──────── RECORDS SUPPLIED ────────
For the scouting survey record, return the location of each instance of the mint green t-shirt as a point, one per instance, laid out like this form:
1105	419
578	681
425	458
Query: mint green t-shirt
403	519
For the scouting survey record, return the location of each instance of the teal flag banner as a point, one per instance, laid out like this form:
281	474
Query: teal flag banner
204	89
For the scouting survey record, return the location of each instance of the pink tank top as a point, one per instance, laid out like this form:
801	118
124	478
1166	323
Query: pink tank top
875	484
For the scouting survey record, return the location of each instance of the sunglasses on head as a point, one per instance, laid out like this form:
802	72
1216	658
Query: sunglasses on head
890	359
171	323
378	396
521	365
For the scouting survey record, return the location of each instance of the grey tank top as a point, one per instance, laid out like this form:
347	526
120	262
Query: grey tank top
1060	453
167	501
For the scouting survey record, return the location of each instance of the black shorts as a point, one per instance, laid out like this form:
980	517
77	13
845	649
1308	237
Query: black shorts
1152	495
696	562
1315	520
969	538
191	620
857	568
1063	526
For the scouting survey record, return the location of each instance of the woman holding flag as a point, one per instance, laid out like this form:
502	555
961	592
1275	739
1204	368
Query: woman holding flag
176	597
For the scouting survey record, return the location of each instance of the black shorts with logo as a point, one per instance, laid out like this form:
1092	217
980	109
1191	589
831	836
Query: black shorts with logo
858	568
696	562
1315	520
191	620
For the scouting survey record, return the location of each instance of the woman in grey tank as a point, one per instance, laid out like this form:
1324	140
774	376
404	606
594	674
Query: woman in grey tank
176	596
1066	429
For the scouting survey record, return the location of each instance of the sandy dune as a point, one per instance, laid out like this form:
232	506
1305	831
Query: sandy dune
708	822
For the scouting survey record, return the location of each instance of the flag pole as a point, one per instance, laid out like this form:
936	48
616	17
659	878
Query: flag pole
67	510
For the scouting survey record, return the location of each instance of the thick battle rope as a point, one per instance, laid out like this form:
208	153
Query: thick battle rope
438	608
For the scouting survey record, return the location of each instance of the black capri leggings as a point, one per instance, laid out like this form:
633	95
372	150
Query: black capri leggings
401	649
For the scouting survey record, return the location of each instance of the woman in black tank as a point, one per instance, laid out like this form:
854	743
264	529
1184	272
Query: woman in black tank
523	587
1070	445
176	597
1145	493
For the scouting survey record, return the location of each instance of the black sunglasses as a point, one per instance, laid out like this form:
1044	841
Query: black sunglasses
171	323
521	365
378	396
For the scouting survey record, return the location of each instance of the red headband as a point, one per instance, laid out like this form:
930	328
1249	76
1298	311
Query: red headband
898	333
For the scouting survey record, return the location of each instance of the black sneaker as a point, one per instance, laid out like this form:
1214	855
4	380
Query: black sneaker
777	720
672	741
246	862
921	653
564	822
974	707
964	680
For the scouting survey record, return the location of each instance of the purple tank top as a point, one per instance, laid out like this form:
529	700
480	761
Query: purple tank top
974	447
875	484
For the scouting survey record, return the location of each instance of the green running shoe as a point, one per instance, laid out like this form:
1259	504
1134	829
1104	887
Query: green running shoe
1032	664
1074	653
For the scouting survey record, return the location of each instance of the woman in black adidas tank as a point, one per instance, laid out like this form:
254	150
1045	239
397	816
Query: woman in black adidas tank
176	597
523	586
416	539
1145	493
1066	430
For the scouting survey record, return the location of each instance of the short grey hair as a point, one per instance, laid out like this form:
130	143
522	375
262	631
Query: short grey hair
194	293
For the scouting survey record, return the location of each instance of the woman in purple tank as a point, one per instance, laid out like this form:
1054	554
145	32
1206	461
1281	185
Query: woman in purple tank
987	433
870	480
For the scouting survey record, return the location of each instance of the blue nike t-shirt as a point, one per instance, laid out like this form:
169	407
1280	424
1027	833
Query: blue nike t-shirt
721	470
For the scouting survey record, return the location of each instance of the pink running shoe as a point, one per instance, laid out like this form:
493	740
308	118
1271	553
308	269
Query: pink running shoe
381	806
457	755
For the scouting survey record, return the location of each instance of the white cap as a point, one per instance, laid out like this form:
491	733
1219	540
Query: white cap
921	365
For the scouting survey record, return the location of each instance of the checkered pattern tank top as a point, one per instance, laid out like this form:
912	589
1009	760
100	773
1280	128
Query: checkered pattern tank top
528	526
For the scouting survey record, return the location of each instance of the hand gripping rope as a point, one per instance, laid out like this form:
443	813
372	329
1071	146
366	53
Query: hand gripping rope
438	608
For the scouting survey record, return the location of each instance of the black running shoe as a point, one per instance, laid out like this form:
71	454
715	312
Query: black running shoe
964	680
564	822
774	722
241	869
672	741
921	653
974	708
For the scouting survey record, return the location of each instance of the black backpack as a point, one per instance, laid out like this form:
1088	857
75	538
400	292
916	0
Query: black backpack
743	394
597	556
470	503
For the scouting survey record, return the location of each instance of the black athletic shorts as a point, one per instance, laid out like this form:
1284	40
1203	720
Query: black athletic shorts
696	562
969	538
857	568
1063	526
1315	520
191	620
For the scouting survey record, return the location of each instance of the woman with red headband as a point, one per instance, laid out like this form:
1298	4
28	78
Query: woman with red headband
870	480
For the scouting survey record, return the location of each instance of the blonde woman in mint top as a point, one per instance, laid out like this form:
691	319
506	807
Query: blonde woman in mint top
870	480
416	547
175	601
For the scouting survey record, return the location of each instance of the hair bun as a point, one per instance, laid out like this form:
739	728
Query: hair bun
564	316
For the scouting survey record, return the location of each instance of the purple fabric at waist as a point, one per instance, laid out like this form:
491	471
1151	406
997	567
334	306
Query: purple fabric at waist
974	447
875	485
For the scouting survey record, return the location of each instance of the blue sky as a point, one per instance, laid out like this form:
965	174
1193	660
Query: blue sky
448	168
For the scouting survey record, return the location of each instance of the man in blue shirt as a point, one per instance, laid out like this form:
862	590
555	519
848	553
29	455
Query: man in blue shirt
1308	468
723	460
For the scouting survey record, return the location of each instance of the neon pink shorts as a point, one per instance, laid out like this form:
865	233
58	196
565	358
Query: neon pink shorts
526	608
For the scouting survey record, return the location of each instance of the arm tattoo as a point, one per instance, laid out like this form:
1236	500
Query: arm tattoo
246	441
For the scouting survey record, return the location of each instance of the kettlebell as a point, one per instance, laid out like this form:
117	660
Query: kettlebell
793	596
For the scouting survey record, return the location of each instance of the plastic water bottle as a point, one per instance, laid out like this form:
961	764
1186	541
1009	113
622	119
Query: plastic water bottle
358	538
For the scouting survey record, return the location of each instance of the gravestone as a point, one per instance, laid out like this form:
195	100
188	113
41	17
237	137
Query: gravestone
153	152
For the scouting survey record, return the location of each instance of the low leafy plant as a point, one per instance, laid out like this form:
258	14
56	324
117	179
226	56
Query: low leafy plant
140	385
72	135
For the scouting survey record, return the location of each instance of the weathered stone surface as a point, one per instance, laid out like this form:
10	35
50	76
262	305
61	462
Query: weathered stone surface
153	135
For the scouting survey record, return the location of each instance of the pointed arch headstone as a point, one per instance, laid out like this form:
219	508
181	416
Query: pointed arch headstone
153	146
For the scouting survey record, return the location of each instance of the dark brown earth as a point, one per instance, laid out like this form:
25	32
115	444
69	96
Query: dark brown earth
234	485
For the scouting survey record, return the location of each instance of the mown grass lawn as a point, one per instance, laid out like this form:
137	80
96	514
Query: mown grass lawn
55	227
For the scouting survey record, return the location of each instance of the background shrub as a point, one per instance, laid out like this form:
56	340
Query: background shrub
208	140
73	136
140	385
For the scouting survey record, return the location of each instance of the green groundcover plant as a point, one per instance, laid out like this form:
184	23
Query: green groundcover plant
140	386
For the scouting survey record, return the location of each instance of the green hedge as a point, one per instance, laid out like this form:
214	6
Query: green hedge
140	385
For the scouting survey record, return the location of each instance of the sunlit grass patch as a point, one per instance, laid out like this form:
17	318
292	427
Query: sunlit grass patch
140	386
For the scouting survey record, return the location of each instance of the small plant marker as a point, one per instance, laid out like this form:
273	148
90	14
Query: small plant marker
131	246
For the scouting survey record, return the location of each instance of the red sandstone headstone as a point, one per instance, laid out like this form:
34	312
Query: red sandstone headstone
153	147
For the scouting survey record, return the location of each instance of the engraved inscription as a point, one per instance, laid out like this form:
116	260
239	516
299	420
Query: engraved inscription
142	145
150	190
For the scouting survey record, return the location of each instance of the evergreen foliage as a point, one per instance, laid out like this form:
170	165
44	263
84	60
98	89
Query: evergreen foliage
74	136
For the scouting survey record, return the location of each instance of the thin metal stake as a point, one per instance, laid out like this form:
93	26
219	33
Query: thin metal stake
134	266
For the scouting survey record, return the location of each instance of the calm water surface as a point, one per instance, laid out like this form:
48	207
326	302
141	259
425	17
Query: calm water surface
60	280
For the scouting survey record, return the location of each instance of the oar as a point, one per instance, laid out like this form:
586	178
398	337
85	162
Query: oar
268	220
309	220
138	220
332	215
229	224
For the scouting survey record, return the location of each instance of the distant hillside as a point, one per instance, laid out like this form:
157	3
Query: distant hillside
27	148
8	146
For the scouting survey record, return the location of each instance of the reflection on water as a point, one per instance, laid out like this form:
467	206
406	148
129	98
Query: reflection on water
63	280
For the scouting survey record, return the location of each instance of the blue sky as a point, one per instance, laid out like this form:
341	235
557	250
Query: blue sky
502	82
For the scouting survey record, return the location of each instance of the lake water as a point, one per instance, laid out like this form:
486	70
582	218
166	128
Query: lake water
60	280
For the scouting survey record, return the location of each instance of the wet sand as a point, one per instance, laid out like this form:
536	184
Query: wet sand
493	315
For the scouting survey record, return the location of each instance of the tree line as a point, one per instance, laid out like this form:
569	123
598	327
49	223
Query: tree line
────────
TO BE DONE = Please edit the lines of the listing from the line containing "of the tree" through the end of the listing, replacing "tree line" with "forest edge" and leaving everything else unchanged. Return only those edited lines.

RESULT OF THE TASK =
For the scouting survey record, return the location of each instance of the forest edge as a point, one per instance, laid out like this form:
569	123
598	327
49	223
Query: forest edge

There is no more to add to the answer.